## TO DO
Answer these questions from the Mayonnaise Clinic column below:
1. On which day of the week does the Mayonnaise Clinic run?
2. How many guns does the person asking the question say are in circulation in the US?
3. What accounts for a majority of all gun deaths?

This Week in the Mayonnaise Clinic: Why Doesn't Josh Write About Guns?
Plus: Is ESG investing BS?
If it’s Wednesday, it’s the Mayonnaise Clinic! Let’s see what’s in the jar.
I think that the fact we have over 400 million guns in circulation in the US is a problem equal to COVID, Ukraine, inflation, etc. That we have an “armed citizenry” represents a public-safety issue, a public-health issue, and a threat to democracy all rolled into one, and this seems to be massively under-covered in the mainstream media and on Substack. Why do you think that is? Why don’t you focus on this issue?
John sent this question in a few weeks ago, but it’s especially relevant this week for obvious and tragic reasons.
I would not rank guns at the top of the list of problems John provides — drastically more people have died from COVID than from firearms over the last couple of years, for example.1 But I broadly agree that it would be desirable if the US had fewer guns, and if we had policies that materially restricted access to guns compared to the policies we have now.
Violent crime is a major problem in the US — one that’s gotten somewhat worse over the last three years — and one of the reasons it’s a bigger problem here than in peer countries is the large number of guns in circulation. Guns also facilitate suicide — suicide accounts for a majority of all gun deaths. Perhaps the largest public health benefit from reduced availability of guns would be fewer suicides.
The reason I don’t write about the topic very much is that I don’t think either the political arguments we have about guns or the available policy changes we might implement about guns are likely to have important effects on death rates or violent crime rates.

## RECORDS SHOWN

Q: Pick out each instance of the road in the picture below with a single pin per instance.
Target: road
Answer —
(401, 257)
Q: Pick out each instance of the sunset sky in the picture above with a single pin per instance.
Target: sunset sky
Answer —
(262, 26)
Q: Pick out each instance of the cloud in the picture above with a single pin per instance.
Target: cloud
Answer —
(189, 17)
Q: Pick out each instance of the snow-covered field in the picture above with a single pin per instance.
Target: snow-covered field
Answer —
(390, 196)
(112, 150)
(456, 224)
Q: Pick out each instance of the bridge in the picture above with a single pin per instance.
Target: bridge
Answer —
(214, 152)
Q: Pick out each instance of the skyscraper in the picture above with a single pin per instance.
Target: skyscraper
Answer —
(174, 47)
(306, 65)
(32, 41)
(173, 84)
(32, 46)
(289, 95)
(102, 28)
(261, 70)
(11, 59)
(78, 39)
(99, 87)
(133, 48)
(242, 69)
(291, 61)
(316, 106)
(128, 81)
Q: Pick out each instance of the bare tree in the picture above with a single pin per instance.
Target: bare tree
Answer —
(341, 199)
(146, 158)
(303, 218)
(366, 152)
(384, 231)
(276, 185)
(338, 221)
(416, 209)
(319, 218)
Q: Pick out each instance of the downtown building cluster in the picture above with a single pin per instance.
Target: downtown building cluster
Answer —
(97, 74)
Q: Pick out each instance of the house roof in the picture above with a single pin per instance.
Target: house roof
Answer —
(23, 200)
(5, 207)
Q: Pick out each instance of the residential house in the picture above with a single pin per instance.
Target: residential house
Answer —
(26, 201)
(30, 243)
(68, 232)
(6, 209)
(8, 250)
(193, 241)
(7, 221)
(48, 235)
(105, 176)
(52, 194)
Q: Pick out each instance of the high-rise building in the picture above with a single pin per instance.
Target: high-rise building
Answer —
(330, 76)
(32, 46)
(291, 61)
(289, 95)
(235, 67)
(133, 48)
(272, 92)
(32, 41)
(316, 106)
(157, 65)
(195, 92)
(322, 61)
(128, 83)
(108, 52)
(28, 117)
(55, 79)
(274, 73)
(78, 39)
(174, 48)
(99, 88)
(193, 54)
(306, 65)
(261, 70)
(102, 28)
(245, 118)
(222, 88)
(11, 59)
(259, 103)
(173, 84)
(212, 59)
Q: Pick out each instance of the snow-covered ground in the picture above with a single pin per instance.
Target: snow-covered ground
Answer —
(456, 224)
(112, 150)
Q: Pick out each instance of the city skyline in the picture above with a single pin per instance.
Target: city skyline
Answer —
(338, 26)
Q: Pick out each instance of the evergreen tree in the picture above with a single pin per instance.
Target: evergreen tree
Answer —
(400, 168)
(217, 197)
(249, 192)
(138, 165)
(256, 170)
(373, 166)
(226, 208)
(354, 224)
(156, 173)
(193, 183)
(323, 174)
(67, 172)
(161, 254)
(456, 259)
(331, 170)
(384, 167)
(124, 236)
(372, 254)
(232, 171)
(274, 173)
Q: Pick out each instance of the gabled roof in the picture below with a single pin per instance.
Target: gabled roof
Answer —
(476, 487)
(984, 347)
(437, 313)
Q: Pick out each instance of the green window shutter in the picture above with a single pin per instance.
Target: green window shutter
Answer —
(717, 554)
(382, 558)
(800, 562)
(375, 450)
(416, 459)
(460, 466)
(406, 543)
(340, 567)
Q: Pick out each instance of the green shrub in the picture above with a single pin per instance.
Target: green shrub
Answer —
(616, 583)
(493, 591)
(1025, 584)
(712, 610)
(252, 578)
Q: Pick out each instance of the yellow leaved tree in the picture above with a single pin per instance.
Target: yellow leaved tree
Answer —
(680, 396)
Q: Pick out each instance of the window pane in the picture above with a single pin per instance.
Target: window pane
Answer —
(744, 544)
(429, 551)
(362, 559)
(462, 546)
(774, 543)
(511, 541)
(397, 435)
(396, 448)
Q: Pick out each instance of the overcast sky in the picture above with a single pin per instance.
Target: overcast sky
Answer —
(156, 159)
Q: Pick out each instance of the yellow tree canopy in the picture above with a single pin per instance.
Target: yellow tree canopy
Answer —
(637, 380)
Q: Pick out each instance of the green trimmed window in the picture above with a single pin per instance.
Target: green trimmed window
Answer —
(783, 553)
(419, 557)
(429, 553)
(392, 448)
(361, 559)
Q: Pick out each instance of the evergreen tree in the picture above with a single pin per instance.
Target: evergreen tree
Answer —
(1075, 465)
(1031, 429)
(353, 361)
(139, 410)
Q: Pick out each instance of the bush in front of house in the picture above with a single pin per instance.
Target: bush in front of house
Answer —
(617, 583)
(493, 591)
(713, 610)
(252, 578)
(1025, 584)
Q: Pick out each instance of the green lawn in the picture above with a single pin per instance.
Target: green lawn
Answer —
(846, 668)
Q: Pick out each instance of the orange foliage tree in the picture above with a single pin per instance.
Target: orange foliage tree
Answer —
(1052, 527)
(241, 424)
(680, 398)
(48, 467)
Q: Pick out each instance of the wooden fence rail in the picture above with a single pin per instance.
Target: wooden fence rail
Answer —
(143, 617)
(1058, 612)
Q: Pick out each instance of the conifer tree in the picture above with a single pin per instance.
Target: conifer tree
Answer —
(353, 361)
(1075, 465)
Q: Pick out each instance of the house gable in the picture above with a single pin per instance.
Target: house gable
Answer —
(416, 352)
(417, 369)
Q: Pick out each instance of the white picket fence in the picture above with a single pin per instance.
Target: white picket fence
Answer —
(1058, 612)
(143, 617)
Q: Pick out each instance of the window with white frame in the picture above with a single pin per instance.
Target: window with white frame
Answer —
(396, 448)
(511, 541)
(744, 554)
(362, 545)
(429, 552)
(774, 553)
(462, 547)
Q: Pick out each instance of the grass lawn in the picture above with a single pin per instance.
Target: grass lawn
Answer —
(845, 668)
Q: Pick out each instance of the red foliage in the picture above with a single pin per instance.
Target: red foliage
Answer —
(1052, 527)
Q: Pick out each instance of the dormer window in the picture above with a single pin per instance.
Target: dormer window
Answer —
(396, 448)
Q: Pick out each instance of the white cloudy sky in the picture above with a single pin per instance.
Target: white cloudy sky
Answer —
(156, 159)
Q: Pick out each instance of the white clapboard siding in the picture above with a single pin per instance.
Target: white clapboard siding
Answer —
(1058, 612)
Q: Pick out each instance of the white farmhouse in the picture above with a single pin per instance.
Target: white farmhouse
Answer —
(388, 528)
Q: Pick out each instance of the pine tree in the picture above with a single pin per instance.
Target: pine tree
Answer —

## RESPONSE TO THIS EXERCISE
1. Wednesday
2. Over 400 million
3. Suicide